- **Problem details**: Where "form" appears in a line of the entries below, that line should be copied.

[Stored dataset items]
···
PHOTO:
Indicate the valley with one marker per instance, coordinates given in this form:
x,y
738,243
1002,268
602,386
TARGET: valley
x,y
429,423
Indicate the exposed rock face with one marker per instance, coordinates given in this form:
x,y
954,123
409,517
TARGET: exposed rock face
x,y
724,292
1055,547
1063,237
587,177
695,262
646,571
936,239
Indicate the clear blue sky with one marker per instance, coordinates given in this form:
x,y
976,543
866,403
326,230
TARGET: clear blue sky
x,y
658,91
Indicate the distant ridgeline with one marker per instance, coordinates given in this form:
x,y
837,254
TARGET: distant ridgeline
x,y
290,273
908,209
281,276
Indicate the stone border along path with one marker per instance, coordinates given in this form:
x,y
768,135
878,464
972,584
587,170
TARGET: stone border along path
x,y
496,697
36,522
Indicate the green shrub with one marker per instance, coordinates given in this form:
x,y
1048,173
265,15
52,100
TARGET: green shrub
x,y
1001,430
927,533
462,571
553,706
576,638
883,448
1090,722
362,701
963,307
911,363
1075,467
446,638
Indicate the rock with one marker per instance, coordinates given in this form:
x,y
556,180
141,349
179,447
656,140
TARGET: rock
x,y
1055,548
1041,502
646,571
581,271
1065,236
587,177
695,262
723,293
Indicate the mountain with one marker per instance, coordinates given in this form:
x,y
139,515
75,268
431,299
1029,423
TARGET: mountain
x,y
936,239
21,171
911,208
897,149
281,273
···
- **Finished task**:
Indicate the valley with one marker per instance, coordinates given in this form:
Indicate the exposed rock face with one marker per instance, coordinates given in this form:
Indicate the clear blue sky with one marker per instance, coordinates given in this form:
Indicate the distant ridgeline with one marker per instance, coordinates given in this form:
Indicate the stone border along path with one marker per instance, coordinates given in this form:
Indicate the green shrub with one marker per instance, coordinates given in this form:
Indicate the rock with one marker per instance, coordinates given in this form:
Indicate the mountain with one marker per instance, coordinates given in this form:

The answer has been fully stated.